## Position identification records
***
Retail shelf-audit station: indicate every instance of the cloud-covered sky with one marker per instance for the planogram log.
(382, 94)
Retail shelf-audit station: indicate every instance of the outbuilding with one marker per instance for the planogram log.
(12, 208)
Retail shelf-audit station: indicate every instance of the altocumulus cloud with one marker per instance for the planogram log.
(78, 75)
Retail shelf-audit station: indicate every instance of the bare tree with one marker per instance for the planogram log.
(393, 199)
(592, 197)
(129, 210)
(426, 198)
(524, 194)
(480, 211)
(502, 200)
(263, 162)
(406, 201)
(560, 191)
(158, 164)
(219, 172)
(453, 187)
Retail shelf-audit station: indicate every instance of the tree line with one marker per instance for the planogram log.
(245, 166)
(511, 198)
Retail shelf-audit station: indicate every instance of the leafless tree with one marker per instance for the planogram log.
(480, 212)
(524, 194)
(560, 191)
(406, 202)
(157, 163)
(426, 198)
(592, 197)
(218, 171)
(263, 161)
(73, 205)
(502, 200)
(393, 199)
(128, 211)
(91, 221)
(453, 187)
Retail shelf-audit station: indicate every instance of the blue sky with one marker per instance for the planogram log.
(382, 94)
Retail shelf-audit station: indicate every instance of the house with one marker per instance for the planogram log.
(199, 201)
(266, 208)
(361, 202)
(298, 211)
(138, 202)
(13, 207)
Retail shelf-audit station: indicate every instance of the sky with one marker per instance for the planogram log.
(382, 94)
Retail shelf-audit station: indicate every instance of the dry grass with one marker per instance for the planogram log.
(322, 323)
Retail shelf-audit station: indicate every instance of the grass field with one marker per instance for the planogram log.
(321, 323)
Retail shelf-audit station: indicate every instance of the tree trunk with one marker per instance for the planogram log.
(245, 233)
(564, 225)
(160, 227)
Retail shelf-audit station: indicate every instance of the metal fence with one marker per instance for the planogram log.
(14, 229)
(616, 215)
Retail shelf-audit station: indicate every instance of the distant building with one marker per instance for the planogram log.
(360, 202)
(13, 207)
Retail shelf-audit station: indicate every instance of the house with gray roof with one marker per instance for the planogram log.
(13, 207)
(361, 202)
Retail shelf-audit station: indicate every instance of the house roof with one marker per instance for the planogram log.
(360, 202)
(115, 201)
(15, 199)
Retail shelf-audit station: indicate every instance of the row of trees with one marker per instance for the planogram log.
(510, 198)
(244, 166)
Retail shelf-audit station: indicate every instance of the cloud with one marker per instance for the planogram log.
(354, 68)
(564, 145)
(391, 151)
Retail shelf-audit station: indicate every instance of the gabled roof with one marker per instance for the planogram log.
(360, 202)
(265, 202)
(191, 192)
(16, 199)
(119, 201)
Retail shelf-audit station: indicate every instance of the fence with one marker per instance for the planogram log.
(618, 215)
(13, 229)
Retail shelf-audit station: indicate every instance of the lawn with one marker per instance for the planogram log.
***
## Problem statement
Rewrite every line of the material, beginning at the line that has "house with gray" and stopping after the last line. Add 95 to every coordinate number.

## Answer to this exercise
Retail shelf-audit station: indicate every instance of the house with gray roof with one marker per instance for the planogram log.
(108, 302)
(456, 297)
Retail shelf-audit station: indicate every instance of the house roof with one marker per instance for the planogram log.
(455, 297)
(210, 296)
(110, 294)
Retail shelf-audit station: indicate every instance of the row of trees with one marker per instance for the planogram log.
(605, 293)
(339, 261)
Retail shelf-audit station: indicate every instance of the cloud with one marker per instance for the planogram log.
(449, 163)
(659, 240)
(486, 246)
Retail shelf-audit station: indicate every instance of the gabled roof with one marker per instance for the planogram log.
(455, 297)
(360, 297)
(286, 287)
(111, 294)
(214, 296)
Retail shelf-audit station: indicate every instance of the fence with one marker per instance for the planogram log.
(713, 310)
(108, 324)
Retail shelf-audit station: indicate every instance of the lawn with one marker per instance for the planogram log.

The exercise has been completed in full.